- Aim 1
Copy every entry that follows the blog post line for line, leaving out the pictures.

Jess - I didn't realize you are our trainer. I'm so excited to have you as training partner AND trainer.
1. Where are you in the world and whats the weather like?
San Francisco. We are moving into a great time of year weather wise. Mild, beautiful spring.
2. Are you training with anyone?
Not in person, but I've made many connections online in the Kommunity and I consider them real even though I haven't met these people.
3. Is this the first time you've used kettlebells? If so, what do you think so far?
Yes. The workouts are fine, although they seem a little bit easy so far. I'm sure I'll pay for this comment later. I know Kenzai!
4. What question would you like to ask other members (that they can answer in comments on your blog)?
What are your training weaknesses? How will you overcome them? How can your teammates support you?
Ok, I'm not even going to pretend with y'all. I'm going on vacation in the Philippines in June and it's going to be all beaches all the time. The next two months are all about getting bikini-body ready. I'm not going to use terms like fitness, health, personal growth. April and May are all about looking better (almost) naked.
I've got some assets here. I'm coming off a strong run at Chisel in which I nailed the exercises and was intentionally 80% on diet. I'm feeling in really good exercise condition, injury free, and I'm proud of my musculature - I think the latter will only get better through lifting a cannonball around for six weeks. The main focus for me is mobilizing the fluff around my mid-section. I know that will only come from strict diet over the next 8 weeks (at my age, very strict!). I'm well aware of my weak points here...
ED - NO ALCOHOL! NO OFFICE M&Ms AT 3PM! NO LATE NIGHT POPCORN! NO "BUT I DESERVE THIS" MEALS WITH FRIENDS. So here we go.
I'm challenged in that I'm on the road this week at a Fellowship, and taking my kettlebells was a bit impractical. So I'll be starting off in hotel gyms. I think I can find something to throw around. All meals will be prepared for us this week, but I think I can navigate my way relying on rice, veggies, and some plain meats. I'll just have to accept some extra oil and salt in this first week. I was able to get fairly kompliant breakfasts (shown) at the airport and at my first stop.
Excited to see this crew! Three great teammates I know from prior programs (hey Jess, Barb, Tommy!) and I look forward to getting to know you Andrew, Rouella, Michelle, Robert and Nandini.
Alright let's get to bell-ing.

- Data shown
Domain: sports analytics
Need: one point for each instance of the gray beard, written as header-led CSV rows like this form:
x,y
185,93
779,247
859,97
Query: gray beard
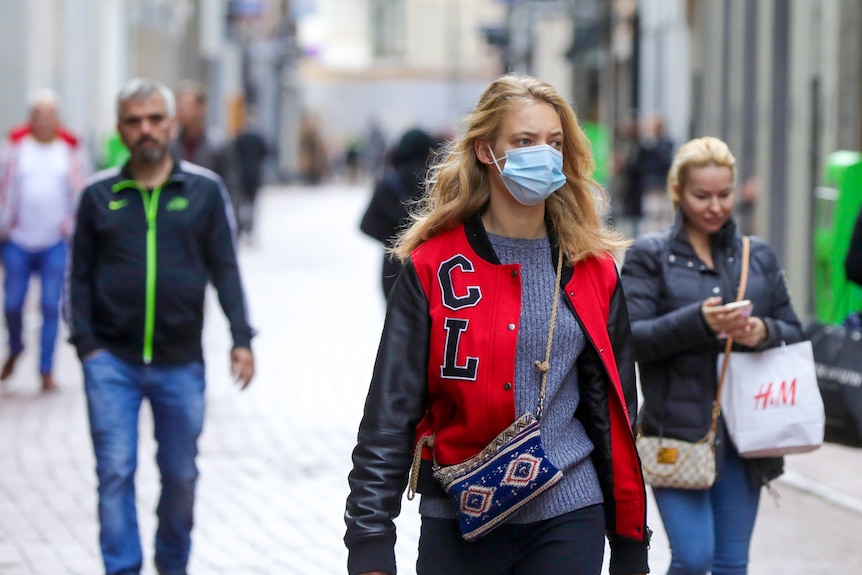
x,y
151,156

- Aim 2
According to the blog post, where is the writer going on vacation in June?

- Right answer 1
Domain: sports analytics
Need: one point for each instance of the gray beard, written as header-led CSV rows like this form:
x,y
185,93
779,247
859,97
Query: gray beard
x,y
151,156

- Right answer 2
The Philippines.